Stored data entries
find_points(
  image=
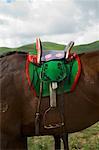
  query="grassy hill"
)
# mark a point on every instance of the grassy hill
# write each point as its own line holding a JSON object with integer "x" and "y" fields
{"x": 54, "y": 46}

• **TO DO**
Every line that contains "hill" should be copied out of the data.

• **OUTPUT OF THE TASK**
  query="grassy hill"
# mark a point on every instance of the grassy hill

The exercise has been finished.